### EXERCISE BRIEF
Which food does the forum thread on dog diets call a pretty limited ingredient food?

### TEXT PROVIDED
* begin *
I would say that if you have allergy/intolerance prone dogs that you should really try a very limited ingredient diet so you know exactly what is going into your dog's system. I think California naturals is a pretty limited ingredient food. But I will also say that red meats are better for dogs, so a beef based diet would be more appropriate for any dog.


----------



## ubershann (Jul 29, 2010)

Ok thanks. I figured it was probably pretty baseless since I could only find that one website making any mention of it. After reading that I did a big search online and found absolutely nothing else. I'd guess that person's dog didn't do well on beef so they decided it was all westies. 

I get to go see her again on Wednesday. I can't wait! 3 more weeks until she comes home :biggrin:


----------



## DaneMama (Jun 27, 2008)

Good luck with the wait. I have 6 days now LOL


----------



## ubershann (Jul 29, 2010)

How exciting! What kind are you getting? Another dane? Tiki has always loved danes. When she was little she seemed obsessed with them. Even if they were on tv, she'd stop whatever she was doing and sit in front to watch.
* end *
### PROVIDED MATERIAL
* begin *
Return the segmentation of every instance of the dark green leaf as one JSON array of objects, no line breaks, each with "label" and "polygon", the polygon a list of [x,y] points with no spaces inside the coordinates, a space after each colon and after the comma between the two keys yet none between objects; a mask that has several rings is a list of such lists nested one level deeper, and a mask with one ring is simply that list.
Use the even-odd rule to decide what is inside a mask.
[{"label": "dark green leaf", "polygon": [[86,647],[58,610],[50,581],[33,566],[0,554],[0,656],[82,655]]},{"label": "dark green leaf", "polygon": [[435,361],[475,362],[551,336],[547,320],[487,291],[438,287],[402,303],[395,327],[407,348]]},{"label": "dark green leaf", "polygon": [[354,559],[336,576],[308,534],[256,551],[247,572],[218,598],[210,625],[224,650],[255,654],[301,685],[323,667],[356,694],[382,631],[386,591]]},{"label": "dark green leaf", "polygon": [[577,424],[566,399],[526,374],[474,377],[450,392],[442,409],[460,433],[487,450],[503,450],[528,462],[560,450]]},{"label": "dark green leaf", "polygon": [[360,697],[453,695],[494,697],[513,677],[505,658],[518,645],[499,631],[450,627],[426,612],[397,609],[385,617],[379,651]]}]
* end *
### EXPECTED ANSWER
California naturals